Edit the rows below so that every occurrence of "thickest part" reads "widest part", keeping every other character the same.

_MATERIAL SHOWN_.
%%
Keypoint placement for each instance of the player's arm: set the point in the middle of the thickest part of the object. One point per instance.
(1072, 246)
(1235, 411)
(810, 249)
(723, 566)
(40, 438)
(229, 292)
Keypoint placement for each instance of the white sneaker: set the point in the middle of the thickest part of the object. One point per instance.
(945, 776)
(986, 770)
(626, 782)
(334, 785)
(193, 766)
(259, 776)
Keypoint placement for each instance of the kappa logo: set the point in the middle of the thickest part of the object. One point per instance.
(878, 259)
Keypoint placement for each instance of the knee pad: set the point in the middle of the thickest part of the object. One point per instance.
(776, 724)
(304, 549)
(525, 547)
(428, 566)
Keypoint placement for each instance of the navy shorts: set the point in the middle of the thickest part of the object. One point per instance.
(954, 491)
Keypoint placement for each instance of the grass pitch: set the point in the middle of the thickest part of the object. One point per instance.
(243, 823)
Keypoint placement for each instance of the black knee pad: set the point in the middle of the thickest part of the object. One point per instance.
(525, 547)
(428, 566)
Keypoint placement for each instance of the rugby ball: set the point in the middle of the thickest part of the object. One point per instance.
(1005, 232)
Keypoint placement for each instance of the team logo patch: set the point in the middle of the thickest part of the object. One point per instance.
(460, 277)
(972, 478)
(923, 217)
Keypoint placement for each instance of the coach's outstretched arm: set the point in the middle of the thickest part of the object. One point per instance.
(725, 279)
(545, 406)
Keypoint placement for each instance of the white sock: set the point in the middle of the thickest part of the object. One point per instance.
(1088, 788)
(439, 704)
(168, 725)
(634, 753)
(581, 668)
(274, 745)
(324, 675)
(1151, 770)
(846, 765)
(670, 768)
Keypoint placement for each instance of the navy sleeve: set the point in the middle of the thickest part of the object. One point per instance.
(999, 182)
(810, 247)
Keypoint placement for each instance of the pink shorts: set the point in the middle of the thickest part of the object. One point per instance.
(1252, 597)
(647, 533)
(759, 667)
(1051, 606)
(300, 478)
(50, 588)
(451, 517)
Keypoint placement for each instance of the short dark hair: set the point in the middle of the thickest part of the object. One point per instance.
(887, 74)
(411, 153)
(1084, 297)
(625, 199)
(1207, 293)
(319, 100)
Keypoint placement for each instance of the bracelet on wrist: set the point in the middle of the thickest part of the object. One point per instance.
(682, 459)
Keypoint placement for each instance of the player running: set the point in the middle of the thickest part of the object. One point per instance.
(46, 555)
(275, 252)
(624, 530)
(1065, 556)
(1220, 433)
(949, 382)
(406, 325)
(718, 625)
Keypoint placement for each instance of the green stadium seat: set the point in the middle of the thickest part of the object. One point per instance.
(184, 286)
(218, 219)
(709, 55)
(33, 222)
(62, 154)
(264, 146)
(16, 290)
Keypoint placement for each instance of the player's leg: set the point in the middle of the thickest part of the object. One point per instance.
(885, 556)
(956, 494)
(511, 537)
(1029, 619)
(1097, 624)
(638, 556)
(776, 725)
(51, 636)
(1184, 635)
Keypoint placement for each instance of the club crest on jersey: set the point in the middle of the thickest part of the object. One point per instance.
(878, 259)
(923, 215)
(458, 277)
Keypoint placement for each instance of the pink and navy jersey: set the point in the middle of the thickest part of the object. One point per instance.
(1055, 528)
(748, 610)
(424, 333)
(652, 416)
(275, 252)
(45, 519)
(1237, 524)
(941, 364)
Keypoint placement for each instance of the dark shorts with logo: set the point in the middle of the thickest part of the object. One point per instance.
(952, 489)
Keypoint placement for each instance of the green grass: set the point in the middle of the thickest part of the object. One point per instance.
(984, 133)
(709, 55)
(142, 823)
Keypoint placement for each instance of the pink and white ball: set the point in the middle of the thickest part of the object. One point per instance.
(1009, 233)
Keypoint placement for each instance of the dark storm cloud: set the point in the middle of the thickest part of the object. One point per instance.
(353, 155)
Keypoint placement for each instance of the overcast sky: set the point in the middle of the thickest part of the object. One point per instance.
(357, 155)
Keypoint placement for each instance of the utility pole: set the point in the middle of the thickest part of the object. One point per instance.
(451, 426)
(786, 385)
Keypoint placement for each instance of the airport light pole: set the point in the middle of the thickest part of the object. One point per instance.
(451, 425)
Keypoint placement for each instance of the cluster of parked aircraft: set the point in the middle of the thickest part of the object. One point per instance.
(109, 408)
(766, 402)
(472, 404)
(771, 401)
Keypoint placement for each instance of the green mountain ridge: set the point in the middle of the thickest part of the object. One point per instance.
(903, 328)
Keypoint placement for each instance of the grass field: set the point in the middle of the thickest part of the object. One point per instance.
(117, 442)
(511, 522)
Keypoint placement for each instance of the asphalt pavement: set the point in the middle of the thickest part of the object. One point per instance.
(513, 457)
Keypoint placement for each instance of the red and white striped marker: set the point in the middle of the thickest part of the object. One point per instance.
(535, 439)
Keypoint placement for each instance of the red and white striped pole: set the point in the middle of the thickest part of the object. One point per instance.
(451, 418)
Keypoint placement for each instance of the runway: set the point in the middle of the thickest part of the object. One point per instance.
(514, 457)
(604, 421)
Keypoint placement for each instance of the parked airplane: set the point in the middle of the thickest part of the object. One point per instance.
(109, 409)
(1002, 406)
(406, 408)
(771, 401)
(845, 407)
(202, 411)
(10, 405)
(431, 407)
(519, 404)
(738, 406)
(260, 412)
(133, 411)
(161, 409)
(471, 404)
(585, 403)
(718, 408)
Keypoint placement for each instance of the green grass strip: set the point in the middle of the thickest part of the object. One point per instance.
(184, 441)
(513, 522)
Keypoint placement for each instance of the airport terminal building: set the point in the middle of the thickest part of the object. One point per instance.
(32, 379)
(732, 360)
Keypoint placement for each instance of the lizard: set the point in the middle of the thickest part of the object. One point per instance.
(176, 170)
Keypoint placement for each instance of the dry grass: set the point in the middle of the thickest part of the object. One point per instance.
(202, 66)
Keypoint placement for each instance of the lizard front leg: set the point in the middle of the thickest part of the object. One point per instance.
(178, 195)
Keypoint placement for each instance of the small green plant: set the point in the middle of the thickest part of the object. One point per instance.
%%
_RESULT_.
Keypoint placement for each instance of the player's arm: set the point in the middle of the widest part of the object. One point per instance.
(1072, 246)
(1235, 411)
(810, 249)
(723, 566)
(40, 438)
(229, 292)
Keypoint placement for each instance of the white sneaker: set the point in the middle of the widest part of the object. One point per instance.
(945, 776)
(986, 770)
(626, 782)
(334, 785)
(193, 766)
(259, 776)
Keypoint placement for each instance of the kappa logo: set the point in the middle of the widest part of the object. One point per instance.
(878, 259)
Keypoint placement for each instance of the knee pad: set the point in the middle of the widest part of the object. One point per instance.
(776, 724)
(304, 549)
(525, 547)
(428, 566)
Keypoint placement for each instance of the navy shorts: set the point in the middle of the widest part of the object. One point per instance.
(954, 491)
Keypoint placement for each instance of the grass pitch: set the point in the middle of the widest part of the object. One point per instance.
(243, 823)
Keypoint placement for each instance of the black knee pad: set the point in the middle of the widest part of the object. One point per instance.
(525, 547)
(428, 566)
Keypoint placement for each instance of the rugby ball: set the point in the middle of the widest part of the object. One point per instance.
(1005, 232)
Keypoint placement for each instance of the team logo patch: set the point in the middle of the widest part of the object. One point per instance.
(460, 277)
(972, 478)
(923, 217)
Keypoint placement for each instance of the coach's outstretched arm: set the point in the middle of the widest part of the object. One point per instance.
(725, 279)
(545, 406)
Keypoint placement for each instance of the white sock: set the point in the middle of the widest part of the object. One point per instance.
(1088, 788)
(439, 704)
(168, 725)
(634, 753)
(581, 668)
(274, 745)
(324, 675)
(1151, 770)
(846, 765)
(670, 768)
Keypoint placement for each instance of the navy sleeve: set the point in the middle of the widest part of the object. One point per instance.
(999, 182)
(810, 247)
Keypoint placement for each instance of the pink shorts: set the point in the middle of the widest part of the object. One point per instance.
(1252, 597)
(647, 533)
(759, 667)
(1051, 606)
(300, 478)
(50, 588)
(451, 517)
Keypoint placement for each instance of the short dark hair: set the point in the middle of the widest part of the object. One point per instance.
(887, 74)
(411, 153)
(1084, 297)
(625, 199)
(1207, 293)
(319, 100)
Keypoint placement for each instance of the bracelet on wrist: set the point in the middle of the widest part of the object. One point per instance.
(682, 459)
Keypoint placement for each instance of the player running: set the point in the middle of the widest part of the object. One point per instance.
(46, 555)
(275, 252)
(624, 530)
(1065, 556)
(1220, 433)
(949, 382)
(406, 325)
(718, 625)
Keypoint placement for each instance of the green stadium seat: set the point in the middle of the widest part of the object. One point per instance.
(184, 286)
(218, 219)
(709, 55)
(33, 222)
(62, 154)
(264, 146)
(16, 290)
Keypoint placement for each instance of the player's leg: set the point in the middle of the widest part of the object. One point per instance.
(885, 556)
(956, 494)
(511, 537)
(1029, 619)
(1097, 624)
(638, 556)
(776, 725)
(51, 636)
(1184, 635)
Keypoint placement for each instance of the club crest on jersey: set the point in the middle of the widest part of the object. One point per instance.
(878, 259)
(923, 215)
(458, 277)
Keypoint placement for each instance of the pink and navy jersey: set the point in the middle of the widest part of the object. One point per instance.
(1055, 528)
(748, 610)
(424, 333)
(652, 416)
(275, 252)
(45, 519)
(1237, 524)
(941, 364)
Keypoint placement for each instance of the dark shorts with logo: set the point in the middle of the widest part of the object. One point per instance.
(952, 489)
Keypoint placement for each instance of the green grass: set the point in the middle of the widest part of the object. One point per instance.
(984, 133)
(709, 55)
(142, 823)
Keypoint placement for each instance of the pink and white ball: set the point in the middle of the widest part of the object. One point per instance.
(1009, 233)
Keypoint placement for each instance of the dark storm cloud: set the point in the middle of the widest part of the object. One point per instance.
(353, 155)
Keypoint placement for each instance of the overcast sky: set the point in the middle of the widest part of the object. One point per instance.
(357, 155)
Keypoint placement for each instance of the utility pole: set the point in the middle of the widest part of the object. One point per instance.
(451, 426)
(786, 385)
Keypoint placement for each instance of the airport light pole: set the point in the middle of the widest part of the object. One point per instance.
(451, 425)
Keypoint placement for each instance of the cluster of parked aircraft: set the point in the middle of the widest part of the object. One point per instance.
(109, 408)
(766, 402)
(472, 404)
(771, 401)
Keypoint placement for each instance of the green mountain ridge: set the point in the middle of the widest part of the object. One point per instance.
(903, 328)
Keypoint placement for each instance of the grass field: set the point in the middle of the widest part of the object. One point per instance.
(117, 442)
(511, 522)
Keypoint placement for each instance of the asphalt pavement: set the point in the middle of the widest part of the object. One point per instance.
(513, 457)
Keypoint placement for each instance of the red and white striped marker: set the point in the middle of the widest part of the object. One point per instance.
(535, 439)
Keypoint placement for each instance of the red and white striped pole: set the point in the middle of the widest part of the object. One point per instance.
(451, 418)
Keypoint placement for each instance of the runway: set the point in the middle of the widest part of the object. One point per instance.
(514, 457)
(604, 421)
Keypoint placement for each instance of the parked airplane: set the point in the middle of the widest part of the object. One point per instance.
(109, 409)
(1002, 406)
(406, 408)
(771, 401)
(845, 407)
(202, 411)
(10, 405)
(431, 407)
(519, 404)
(738, 406)
(260, 412)
(133, 411)
(161, 409)
(471, 404)
(585, 403)
(718, 408)
Keypoint placement for each instance of the green grass strip: set the point in the middle of the widest part of the object. One point per instance.
(184, 441)
(513, 522)
Keypoint placement for each instance of the airport terminal building: set the point in the middle of the widest part of the object. One point per instance.
(32, 379)
(732, 360)
Keypoint placement for each instance of the lizard: set the point in the middle of the widest part of the object. One point per instance.
(176, 170)
Keypoint placement for each instance of the dry grass: set the point in the middle of the widest part of the object. One point per instance.
(202, 66)
Keypoint placement for each instance of the lizard front leg: set the point in the middle of the widest part of the object. One point per instance.
(178, 195)
Keypoint placement for each instance of the small green plant: set the point in the middle of the widest part of the object. One point per instance.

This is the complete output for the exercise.